§ MATERIAL:
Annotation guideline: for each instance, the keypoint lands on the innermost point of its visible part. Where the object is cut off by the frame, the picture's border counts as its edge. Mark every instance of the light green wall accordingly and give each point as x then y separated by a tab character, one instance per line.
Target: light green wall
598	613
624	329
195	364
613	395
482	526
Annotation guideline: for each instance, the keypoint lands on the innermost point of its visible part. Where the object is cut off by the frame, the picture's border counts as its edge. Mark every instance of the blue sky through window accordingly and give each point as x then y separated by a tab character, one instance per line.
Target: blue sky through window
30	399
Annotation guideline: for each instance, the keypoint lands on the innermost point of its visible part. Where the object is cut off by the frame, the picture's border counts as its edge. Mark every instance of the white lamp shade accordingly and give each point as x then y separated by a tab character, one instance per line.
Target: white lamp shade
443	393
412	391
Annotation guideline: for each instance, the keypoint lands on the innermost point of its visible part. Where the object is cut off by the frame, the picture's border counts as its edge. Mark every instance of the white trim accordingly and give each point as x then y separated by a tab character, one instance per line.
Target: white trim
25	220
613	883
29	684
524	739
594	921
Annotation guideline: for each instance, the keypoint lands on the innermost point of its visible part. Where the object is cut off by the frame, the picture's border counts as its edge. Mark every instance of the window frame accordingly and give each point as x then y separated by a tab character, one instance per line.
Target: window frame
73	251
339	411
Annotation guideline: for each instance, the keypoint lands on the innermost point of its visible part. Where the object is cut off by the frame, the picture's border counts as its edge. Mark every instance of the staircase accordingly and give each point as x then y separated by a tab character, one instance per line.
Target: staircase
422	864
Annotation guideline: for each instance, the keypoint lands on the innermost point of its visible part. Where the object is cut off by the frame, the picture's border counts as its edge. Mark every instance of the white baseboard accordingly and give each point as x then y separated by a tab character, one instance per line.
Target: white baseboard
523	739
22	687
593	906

§ TASK DIRECTIONS: Reproduce the listing shown above in its entirety, exactly.

§ SOLUTION FOR THIS PROBLEM:
Annotation guideline: for each instance, the keypoint lands on the innermost point of its visible part. Where the object is cut off by the frame, the picture's border counts as its edge. Mark every instance of the light green wall accordingly and give each point as x then y separated by a tab character, one instance per line.
Target: light green wall
598	613
624	329
195	364
613	395
482	526
Annotation guideline: for each instance, the keypoint lands on the innermost point of its visible part. Where the object is cut off by the frame, the picture's border counts as its edge. Mark every instance of the blue sky through window accordingly and give each point as x then y separated by a tab character, one instance per line.
Target: blue sky through window
30	399
Annotation guideline: for each instance, the keypoint lands on the innermost point of its visible part. Where the object is cut off by the frame, the picture's border counts as its edge. Mark every instance of the white lamp shade accordingly and give each point as x then y separated by a tab character, one instance per line.
Target: white lamp shade
443	393
412	391
Annotation guideline: for each instance, the keypoint lands on the innermost point of its visible part. Where the object is cut off by the frame, the picture's border counts as its edge. Mark every instance of the white trim accordingly and give each point as x then y separated by a tab character, one instance per line.
Target: white trim
25	220
613	883
29	684
524	739
594	921
Annotation guideline: for each instance, the keypoint lands on the innermost point of its visible part. Where the object is cut off by the frame, the picture's border counts as its edge. Mark every instance of the window frame accordingly and give each point as x then y separated by a tab character, one instance per line.
Target: window frame
73	251
339	411
Annotation guideline: for each instance, the keypoint lands on the innermost point of its visible part. Where the object is cut off by the frame, the picture's border counts as its edge. Mark every instance of the staircase accordingly and give each point as x then y separated by a tab character, one instance per line.
Target: staircase
422	864
Annotation guideline: for each instance, the keypoint lands on the innermost point of its visible part. Where the object is cut off by the frame, the picture's border counts as its edge. Mark every instance of the white baseboard accordingly and give each point as x then y separated by a tab character, one instance per line.
Target: white baseboard
523	739
22	687
593	906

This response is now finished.